**DATA SECTION:**
·····

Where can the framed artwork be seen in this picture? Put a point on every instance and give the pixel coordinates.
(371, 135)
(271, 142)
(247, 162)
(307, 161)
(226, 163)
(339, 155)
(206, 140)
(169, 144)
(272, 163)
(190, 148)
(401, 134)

·····

**WHAT IS BEING ASKED:** Restate the entire listing verbatim.

**WRITTEN ANSWER:**
Where can the framed artwork be seen in this picture? Put a point on every instance and give the pixel coordinates.
(371, 135)
(271, 142)
(247, 162)
(307, 161)
(226, 163)
(339, 155)
(206, 140)
(169, 144)
(272, 163)
(190, 148)
(401, 134)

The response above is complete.